● SHORT TASK
Please copy the part of the listing below that starts with the line containing "Could you please spot the road" and runs to the end of the listing, keeping each line exactly as it appears. Leave the pictures out of your copy.

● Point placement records
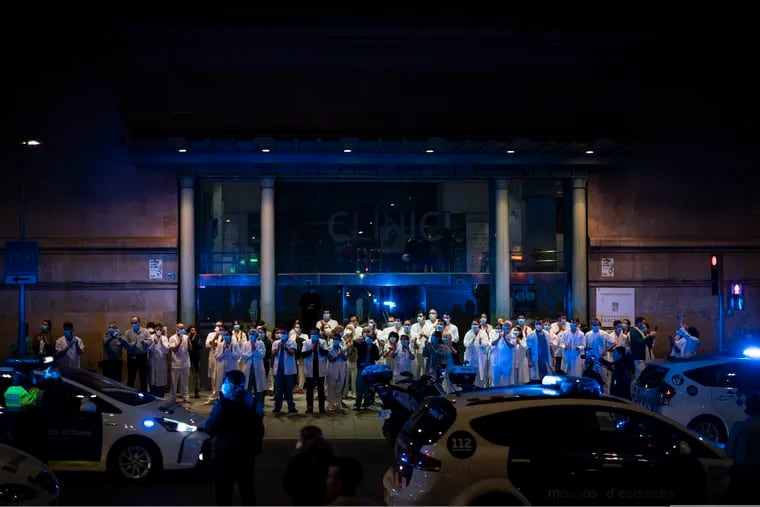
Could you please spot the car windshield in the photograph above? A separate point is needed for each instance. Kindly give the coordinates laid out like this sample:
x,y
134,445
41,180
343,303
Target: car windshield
x,y
111,388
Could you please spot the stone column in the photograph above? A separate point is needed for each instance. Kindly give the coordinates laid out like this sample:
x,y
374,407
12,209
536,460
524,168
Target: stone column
x,y
266,255
579,273
187,275
502,293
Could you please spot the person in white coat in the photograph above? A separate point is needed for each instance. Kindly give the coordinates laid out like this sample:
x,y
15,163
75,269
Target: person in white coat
x,y
403,359
284,369
573,342
227,355
158,360
180,348
477,341
315,351
502,351
598,345
212,339
336,371
252,354
540,357
520,368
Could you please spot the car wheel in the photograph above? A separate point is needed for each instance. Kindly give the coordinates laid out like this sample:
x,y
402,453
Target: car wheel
x,y
496,499
135,460
710,427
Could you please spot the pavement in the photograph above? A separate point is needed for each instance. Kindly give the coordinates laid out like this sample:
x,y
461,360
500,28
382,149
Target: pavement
x,y
346,424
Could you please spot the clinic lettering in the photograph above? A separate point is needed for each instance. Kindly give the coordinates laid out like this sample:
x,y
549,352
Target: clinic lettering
x,y
69,433
341,226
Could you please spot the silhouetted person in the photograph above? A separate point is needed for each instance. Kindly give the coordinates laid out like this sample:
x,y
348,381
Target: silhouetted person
x,y
305,479
238,432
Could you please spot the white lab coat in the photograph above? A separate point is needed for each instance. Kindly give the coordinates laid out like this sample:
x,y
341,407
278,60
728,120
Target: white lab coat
x,y
290,360
533,350
573,344
476,353
502,351
520,370
227,357
252,354
159,364
308,361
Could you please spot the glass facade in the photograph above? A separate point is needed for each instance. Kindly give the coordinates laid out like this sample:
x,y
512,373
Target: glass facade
x,y
419,245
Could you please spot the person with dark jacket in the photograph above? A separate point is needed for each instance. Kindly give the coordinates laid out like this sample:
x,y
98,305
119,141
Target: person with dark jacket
x,y
305,479
237,430
623,369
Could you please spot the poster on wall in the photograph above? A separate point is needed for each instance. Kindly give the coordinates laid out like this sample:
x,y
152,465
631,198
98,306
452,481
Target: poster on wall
x,y
155,269
608,267
613,303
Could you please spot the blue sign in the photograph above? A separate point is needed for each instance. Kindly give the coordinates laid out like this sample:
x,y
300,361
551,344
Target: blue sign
x,y
21,260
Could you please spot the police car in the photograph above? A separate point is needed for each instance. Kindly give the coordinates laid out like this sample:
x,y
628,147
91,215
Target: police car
x,y
704,393
25,480
547,445
103,425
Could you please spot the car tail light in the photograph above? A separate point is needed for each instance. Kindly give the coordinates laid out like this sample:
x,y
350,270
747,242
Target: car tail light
x,y
419,460
665,393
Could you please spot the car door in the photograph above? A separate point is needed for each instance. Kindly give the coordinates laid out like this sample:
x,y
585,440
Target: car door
x,y
733,381
75,433
640,459
550,458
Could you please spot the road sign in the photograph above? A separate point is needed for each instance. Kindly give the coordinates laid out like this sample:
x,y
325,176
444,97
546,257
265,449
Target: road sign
x,y
21,262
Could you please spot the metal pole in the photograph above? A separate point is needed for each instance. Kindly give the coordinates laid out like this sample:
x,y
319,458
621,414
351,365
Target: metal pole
x,y
21,348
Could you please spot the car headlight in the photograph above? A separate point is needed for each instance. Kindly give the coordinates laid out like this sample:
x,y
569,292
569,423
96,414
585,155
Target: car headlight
x,y
174,425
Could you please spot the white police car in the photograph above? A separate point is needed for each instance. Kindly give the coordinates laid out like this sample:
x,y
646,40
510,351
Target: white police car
x,y
545,445
704,393
25,480
99,424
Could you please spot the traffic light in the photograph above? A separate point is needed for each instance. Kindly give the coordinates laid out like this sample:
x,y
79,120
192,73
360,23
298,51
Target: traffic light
x,y
716,273
736,296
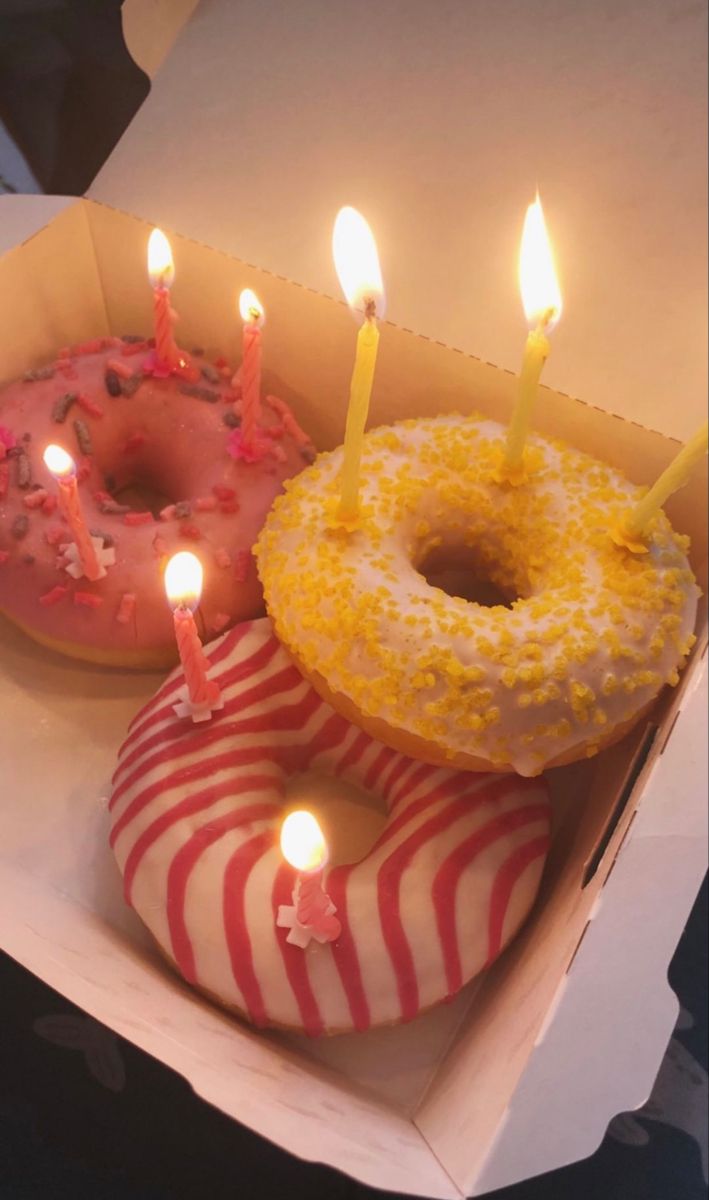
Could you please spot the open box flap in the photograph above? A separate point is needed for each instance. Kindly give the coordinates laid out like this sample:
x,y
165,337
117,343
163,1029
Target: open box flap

● THE COMPLETED TASK
Could you please spot the road sign in the photograph above? A separate point is needed for each instance. Kindly give the coordinates laid out like this sample:
x,y
325,176
444,97
546,257
265,449
Target: road sign
x,y
21,262
Could you please spot the metal pole in the photograph above? A separate point is needed for each instance. Kindly give the coordinates laid out like this sample:
x,y
319,458
621,414
351,365
Target: metal pole
x,y
21,348
Could you please spot the car headlight in the photograph above? A separate point is needed for each instance. Kindly give the coordinates laid out like this sample:
x,y
569,292
569,423
96,414
585,155
Target: car headlight
x,y
174,425
Could you please spot the white police car in the photograph above? A separate point is needed for each instance. Kindly give the coordinates laid out like this sample:
x,y
646,40
510,351
Target: white police car
x,y
545,445
704,393
25,480
99,424
Could you please spot the traffic light in the photograph above? A separate point is needed for each instance. Kindly give the coordinates laid out like this sample:
x,y
79,120
192,73
360,23
298,51
Target: traffic light
x,y
716,273
736,296
Could you please spot the open box flap in the photograph above? A separate point is needed for each instance. Kindly give the coordinates laid out like this sample:
x,y
165,337
117,343
163,1029
Target: open box flap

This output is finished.